▶ [QUOTED PASSAGE]:
* * * * * * * * *

# Modern Arnis in Pittsburgh?



## TheKenpoKid (Mar 7, 2007)

So I'm goin to move to Pittsburgh, PA in a few months and am looking for a credible school to train in Modern Arnis. If anyone could point me in the right direction it would be greatly appreciated. Thanks.:ultracool 

-Rich


----------



## arnisador (Mar 7, 2007)

Check some of the links here!


----------



## TheKenpoKid (Mar 8, 2007)

Unfortunately those links yielded nothing helpfull...but thanks anyway


----------



## Guro Harold (Mar 8, 2007)

Hi,

Sorry, couldn't find any Modern Arnis schools or classes in Pittsburgh.

Here is a school that teaches Kali that I found via Yahoo! search.

Pennsylvania Turtle Creek Martial Arts Academy Of Pittsburgh
912 Penn Avenue
Pittsburgh, Pa 15145
412-823-7538 
- Grappling Kali American Kickboxing Muay Thai Kickboxing Trapping


Best regards,

Palusut


----------



## TheKenpoKid (Mar 12, 2007)

Sounds good...thanks a lot


----------



## ajs1976 (Mar 13, 2007)

I don't know of an Modern Arnis schools, but here are the FMA schools I know of:

http://www.lathenmartialarts.com/ - I am currently taking Kali classes here

http://www.pakarate.com/

http://www.inayan.com/ISE/Home.html - Aliquippa, PA is outside of Pittsburgh

http://www.themaap.com/ 

there are probably more, but those are the ones I can think of right now.


----------

* * * * * * * * *

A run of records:

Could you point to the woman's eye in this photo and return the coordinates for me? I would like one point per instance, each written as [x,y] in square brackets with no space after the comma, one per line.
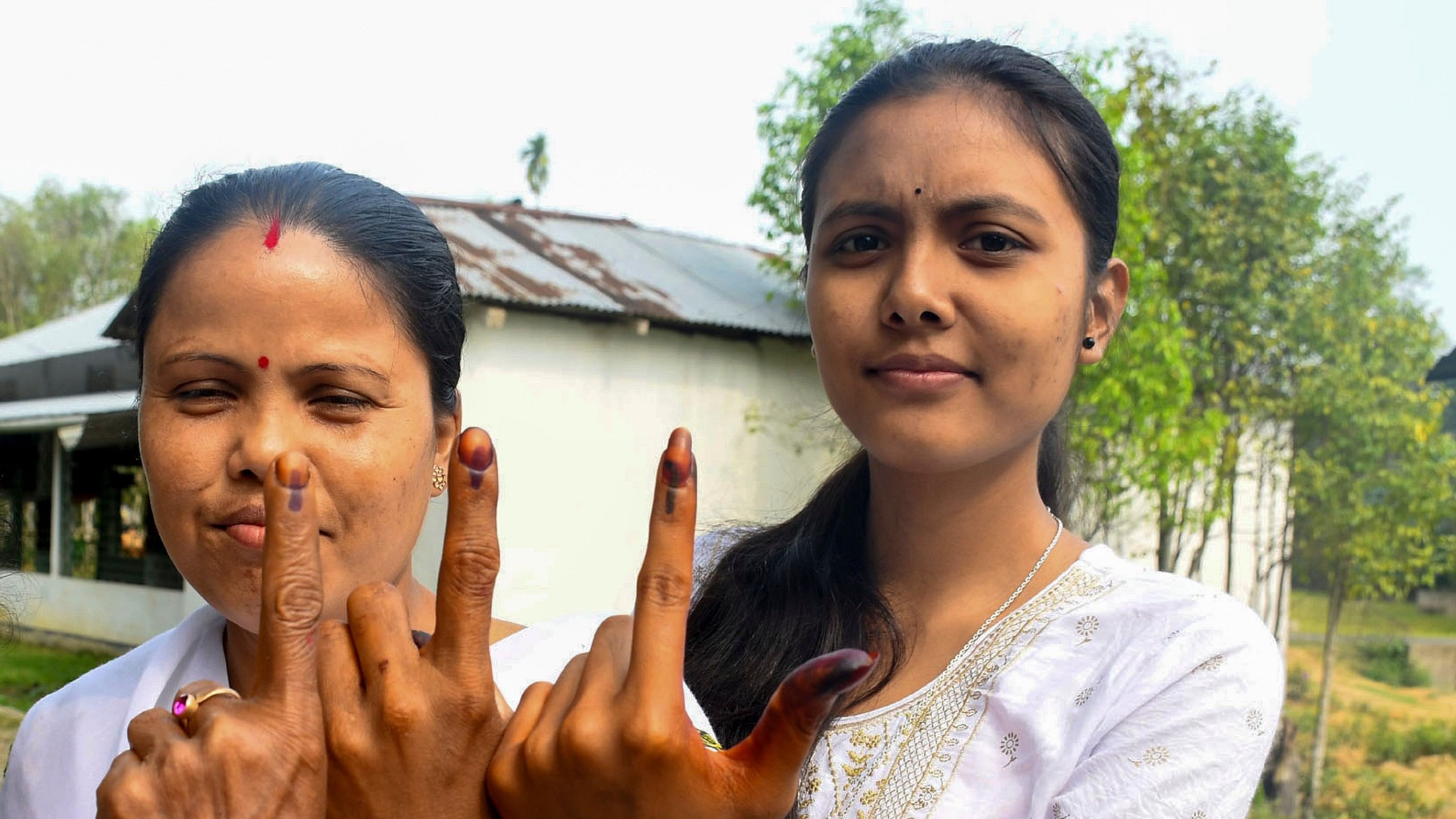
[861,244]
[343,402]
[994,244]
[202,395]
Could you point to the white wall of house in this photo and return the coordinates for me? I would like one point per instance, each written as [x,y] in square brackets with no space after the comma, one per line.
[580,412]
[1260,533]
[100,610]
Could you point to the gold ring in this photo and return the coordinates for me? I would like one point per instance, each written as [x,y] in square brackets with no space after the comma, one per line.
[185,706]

* * * * * * * * *

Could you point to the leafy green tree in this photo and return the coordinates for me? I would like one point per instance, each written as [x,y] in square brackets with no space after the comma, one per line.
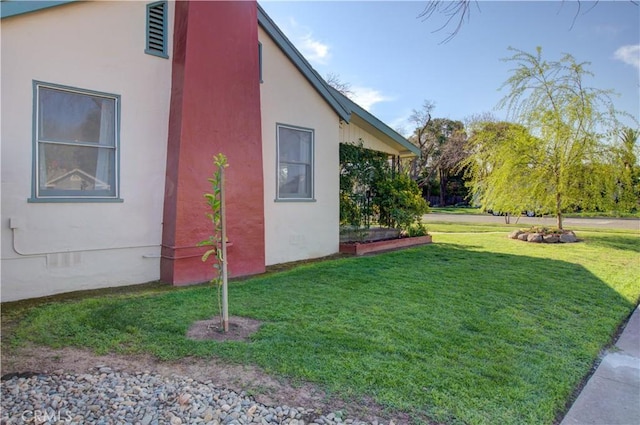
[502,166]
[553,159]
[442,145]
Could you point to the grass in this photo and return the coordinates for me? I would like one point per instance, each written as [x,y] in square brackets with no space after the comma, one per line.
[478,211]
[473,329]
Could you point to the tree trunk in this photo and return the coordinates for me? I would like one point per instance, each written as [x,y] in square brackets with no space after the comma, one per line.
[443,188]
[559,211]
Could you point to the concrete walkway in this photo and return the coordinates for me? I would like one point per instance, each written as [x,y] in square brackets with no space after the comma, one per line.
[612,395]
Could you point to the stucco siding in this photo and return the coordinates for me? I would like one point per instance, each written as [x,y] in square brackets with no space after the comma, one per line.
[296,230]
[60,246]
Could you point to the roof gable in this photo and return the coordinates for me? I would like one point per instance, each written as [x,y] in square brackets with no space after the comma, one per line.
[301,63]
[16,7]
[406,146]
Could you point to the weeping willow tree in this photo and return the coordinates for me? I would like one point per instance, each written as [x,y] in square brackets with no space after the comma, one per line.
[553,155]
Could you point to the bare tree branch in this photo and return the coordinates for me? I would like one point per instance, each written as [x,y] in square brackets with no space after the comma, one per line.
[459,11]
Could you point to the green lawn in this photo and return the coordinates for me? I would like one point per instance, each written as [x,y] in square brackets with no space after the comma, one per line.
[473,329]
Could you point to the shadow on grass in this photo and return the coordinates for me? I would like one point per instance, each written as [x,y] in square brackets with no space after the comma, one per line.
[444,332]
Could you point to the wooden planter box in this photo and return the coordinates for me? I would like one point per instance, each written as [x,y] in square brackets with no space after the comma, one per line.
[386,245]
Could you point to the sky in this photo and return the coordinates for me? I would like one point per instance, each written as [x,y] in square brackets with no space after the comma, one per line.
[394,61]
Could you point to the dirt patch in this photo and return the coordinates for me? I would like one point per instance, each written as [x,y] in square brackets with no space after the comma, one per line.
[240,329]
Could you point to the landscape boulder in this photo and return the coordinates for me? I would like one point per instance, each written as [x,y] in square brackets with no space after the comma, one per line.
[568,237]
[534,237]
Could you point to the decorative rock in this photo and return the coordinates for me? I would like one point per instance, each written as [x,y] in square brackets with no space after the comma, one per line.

* * * * * * * * *

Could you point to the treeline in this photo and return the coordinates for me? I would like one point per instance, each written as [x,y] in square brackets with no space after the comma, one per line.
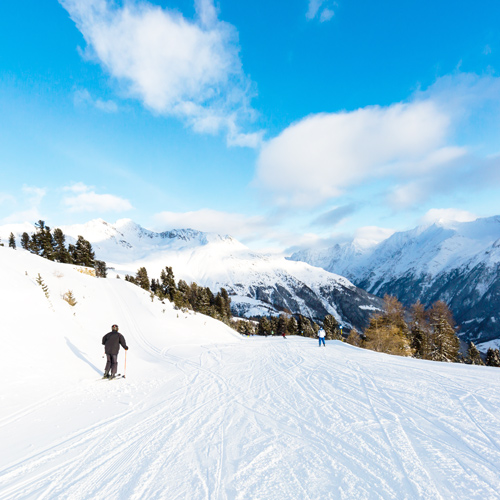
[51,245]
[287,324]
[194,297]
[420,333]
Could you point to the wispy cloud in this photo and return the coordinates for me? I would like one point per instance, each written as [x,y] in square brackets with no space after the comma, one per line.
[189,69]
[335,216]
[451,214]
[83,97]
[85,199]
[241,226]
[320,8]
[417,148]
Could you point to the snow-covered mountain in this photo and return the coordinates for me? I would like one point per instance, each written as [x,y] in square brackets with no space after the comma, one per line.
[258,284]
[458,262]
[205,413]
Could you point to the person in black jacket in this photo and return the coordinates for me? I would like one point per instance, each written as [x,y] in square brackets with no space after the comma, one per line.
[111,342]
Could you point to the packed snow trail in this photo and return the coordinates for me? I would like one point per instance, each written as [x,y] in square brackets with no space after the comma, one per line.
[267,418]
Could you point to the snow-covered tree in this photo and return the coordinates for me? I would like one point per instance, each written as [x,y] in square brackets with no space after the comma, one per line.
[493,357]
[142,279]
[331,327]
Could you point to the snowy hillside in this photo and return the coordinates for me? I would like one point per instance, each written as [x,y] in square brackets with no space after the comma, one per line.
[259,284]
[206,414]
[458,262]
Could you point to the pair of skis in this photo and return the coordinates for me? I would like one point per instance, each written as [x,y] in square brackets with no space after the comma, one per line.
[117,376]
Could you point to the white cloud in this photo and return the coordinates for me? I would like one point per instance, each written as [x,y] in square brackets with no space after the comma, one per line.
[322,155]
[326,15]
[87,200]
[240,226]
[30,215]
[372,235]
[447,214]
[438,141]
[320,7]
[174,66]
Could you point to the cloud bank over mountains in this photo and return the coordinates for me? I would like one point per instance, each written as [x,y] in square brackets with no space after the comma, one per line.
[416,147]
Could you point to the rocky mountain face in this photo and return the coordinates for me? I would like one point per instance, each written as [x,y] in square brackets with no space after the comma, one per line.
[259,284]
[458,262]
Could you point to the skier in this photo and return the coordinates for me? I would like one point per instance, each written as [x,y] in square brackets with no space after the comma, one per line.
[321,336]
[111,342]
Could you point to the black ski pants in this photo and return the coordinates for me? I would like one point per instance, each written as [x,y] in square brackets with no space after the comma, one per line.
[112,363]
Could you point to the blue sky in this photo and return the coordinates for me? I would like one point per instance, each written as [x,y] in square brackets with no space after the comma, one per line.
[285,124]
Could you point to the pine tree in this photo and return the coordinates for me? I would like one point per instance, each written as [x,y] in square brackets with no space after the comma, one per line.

* * * * * * * * *

▶ [YOUR OBJECTIVE]:
List every web address given in the thread about Modern Arnis in Pittsburgh. These items have no connection to the Modern Arnis thread.

▶ [COMPLETE OUTPUT]:
http://www.lathenmartialarts.com/
http://www.pakarate.com/
http://www.inayan.com/ISE/Home.html
http://www.themaap.com/